-- START --

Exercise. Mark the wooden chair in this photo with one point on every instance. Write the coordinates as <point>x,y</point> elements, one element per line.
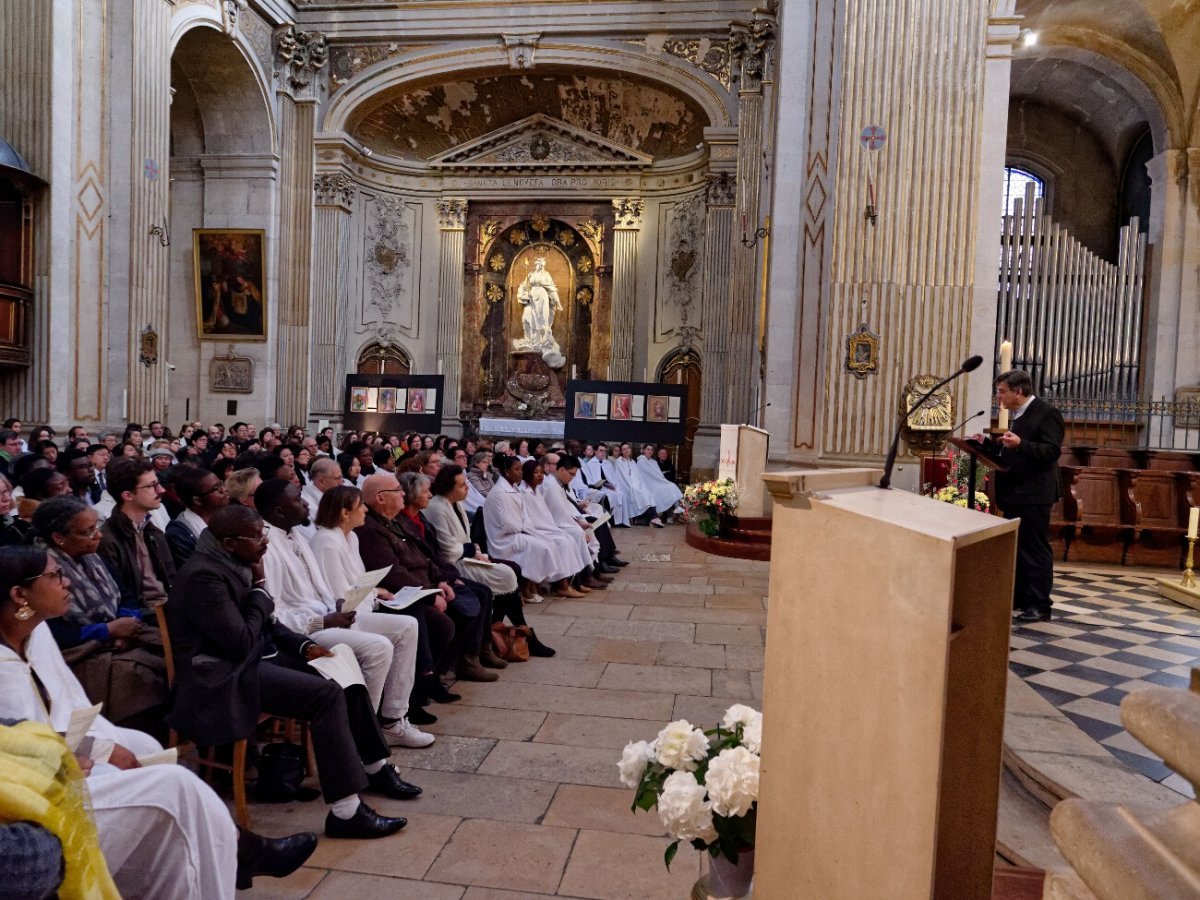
<point>207,759</point>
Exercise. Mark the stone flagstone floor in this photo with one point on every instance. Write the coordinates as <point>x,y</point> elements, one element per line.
<point>521,792</point>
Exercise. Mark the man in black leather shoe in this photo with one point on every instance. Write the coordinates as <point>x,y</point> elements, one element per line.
<point>233,661</point>
<point>1029,490</point>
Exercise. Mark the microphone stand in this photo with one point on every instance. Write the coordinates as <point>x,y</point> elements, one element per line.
<point>967,366</point>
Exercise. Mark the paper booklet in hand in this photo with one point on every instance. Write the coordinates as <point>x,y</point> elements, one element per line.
<point>363,587</point>
<point>341,667</point>
<point>407,597</point>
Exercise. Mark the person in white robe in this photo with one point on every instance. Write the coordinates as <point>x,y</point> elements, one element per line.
<point>571,546</point>
<point>305,603</point>
<point>335,547</point>
<point>666,495</point>
<point>162,831</point>
<point>599,474</point>
<point>511,533</point>
<point>637,498</point>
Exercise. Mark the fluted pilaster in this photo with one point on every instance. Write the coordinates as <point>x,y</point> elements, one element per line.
<point>717,261</point>
<point>335,202</point>
<point>149,141</point>
<point>25,123</point>
<point>453,226</point>
<point>625,231</point>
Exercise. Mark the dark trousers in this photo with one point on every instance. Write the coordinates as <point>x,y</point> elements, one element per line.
<point>345,731</point>
<point>1035,559</point>
<point>469,630</point>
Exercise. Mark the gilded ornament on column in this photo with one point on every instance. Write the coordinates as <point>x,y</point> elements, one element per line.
<point>451,214</point>
<point>628,211</point>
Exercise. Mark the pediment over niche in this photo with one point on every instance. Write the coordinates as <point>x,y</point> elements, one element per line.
<point>544,143</point>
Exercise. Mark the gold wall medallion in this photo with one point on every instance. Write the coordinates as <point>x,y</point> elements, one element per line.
<point>863,352</point>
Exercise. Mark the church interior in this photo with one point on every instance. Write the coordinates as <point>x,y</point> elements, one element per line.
<point>790,246</point>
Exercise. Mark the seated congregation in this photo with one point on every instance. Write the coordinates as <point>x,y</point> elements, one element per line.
<point>192,586</point>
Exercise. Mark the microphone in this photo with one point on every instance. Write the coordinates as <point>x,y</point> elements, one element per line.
<point>969,365</point>
<point>755,412</point>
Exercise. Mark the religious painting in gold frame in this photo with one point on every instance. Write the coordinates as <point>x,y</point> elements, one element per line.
<point>229,267</point>
<point>863,352</point>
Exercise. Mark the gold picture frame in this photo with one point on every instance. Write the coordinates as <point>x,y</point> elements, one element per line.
<point>863,352</point>
<point>229,270</point>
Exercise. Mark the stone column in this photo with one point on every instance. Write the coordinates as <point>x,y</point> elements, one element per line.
<point>753,48</point>
<point>150,150</point>
<point>335,203</point>
<point>717,261</point>
<point>627,226</point>
<point>1003,30</point>
<point>299,59</point>
<point>911,274</point>
<point>1165,309</point>
<point>453,226</point>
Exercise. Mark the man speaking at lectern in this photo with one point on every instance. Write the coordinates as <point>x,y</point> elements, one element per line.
<point>1031,486</point>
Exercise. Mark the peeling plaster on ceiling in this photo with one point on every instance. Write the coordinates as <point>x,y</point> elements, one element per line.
<point>415,123</point>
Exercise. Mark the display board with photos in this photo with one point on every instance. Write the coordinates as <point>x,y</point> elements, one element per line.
<point>637,412</point>
<point>394,403</point>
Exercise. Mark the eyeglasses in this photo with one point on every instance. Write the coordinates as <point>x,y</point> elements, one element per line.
<point>57,574</point>
<point>261,539</point>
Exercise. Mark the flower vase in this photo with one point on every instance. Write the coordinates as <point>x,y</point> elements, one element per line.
<point>708,526</point>
<point>731,880</point>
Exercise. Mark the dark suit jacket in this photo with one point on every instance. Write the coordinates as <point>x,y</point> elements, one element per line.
<point>1032,477</point>
<point>383,544</point>
<point>220,630</point>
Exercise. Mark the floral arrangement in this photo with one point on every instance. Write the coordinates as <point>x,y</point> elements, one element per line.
<point>705,502</point>
<point>957,479</point>
<point>705,784</point>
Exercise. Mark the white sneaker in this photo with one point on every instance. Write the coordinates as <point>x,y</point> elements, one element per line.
<point>405,733</point>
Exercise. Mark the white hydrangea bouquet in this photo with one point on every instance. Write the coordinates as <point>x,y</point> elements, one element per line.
<point>703,783</point>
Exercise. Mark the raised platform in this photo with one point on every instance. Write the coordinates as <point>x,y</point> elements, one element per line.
<point>739,538</point>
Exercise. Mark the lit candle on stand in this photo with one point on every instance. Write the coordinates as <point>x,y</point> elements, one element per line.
<point>1006,364</point>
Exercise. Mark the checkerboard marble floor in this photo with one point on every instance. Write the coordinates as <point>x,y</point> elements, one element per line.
<point>1111,634</point>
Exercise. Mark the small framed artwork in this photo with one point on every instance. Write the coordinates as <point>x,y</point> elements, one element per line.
<point>231,283</point>
<point>622,406</point>
<point>585,406</point>
<point>658,408</point>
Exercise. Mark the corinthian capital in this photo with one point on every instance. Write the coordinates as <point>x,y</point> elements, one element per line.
<point>753,48</point>
<point>334,189</point>
<point>299,58</point>
<point>451,214</point>
<point>628,211</point>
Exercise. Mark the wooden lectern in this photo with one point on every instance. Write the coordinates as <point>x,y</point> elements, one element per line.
<point>887,654</point>
<point>744,459</point>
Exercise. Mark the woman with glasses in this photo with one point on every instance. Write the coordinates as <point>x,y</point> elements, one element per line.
<point>118,658</point>
<point>162,831</point>
<point>12,529</point>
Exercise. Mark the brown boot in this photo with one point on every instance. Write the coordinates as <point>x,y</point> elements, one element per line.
<point>489,658</point>
<point>469,670</point>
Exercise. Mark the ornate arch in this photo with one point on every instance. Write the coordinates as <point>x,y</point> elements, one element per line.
<point>383,359</point>
<point>425,65</point>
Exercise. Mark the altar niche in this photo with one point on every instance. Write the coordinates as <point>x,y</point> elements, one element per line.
<point>509,359</point>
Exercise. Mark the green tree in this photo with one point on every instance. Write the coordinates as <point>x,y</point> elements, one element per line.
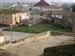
<point>73,8</point>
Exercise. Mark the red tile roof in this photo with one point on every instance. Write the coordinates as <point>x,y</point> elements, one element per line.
<point>41,3</point>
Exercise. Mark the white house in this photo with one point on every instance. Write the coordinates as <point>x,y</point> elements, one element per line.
<point>2,39</point>
<point>25,15</point>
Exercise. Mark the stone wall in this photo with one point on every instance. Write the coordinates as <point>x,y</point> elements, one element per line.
<point>38,37</point>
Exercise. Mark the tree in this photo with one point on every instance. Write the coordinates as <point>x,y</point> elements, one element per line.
<point>73,8</point>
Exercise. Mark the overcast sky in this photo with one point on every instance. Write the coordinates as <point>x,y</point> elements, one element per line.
<point>37,0</point>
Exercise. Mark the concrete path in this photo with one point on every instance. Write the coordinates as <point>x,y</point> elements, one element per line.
<point>36,48</point>
<point>16,35</point>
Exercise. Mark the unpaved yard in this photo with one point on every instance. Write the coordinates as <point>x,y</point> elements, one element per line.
<point>36,48</point>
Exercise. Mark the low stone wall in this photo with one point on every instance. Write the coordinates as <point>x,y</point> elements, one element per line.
<point>62,33</point>
<point>30,39</point>
<point>38,37</point>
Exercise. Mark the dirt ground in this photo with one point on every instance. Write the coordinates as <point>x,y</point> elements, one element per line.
<point>36,48</point>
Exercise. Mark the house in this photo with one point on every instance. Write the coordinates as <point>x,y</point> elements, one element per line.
<point>1,37</point>
<point>10,17</point>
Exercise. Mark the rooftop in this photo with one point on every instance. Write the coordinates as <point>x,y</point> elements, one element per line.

-- END --

Arrange the records as a two-column CSV with the header input,output, starting at the line with "Exercise. Mark the dark suit" and ending at the line with "<point>703,783</point>", both included. Give one row per record, with its text and its answer each in a single quoted field and line breaks replaced by spaces.

_Written answer_
input,output
"Exercise. Mark the dark suit jacket in this photo with one point on every instance. Write the coordinates as <point>x,y</point> elements, one element per line.","<point>1032,477</point> <point>383,544</point> <point>220,630</point>"
"Exercise. Mark the floral arrangement in this photo with one point on every instance. Write the coordinates as <point>x,y</point> elements, one element per line.","<point>705,502</point> <point>957,479</point> <point>705,784</point>"
"Exercise. Mark the white sneaker in this photo with one point on every instance. Write the coordinates as <point>x,y</point> elements, one element per line.","<point>405,733</point>"
"Exercise. Mark the white hydrangea bouquet in this photo with one point on every instance. Write the coordinates as <point>x,y</point> elements, one element per line.","<point>703,783</point>"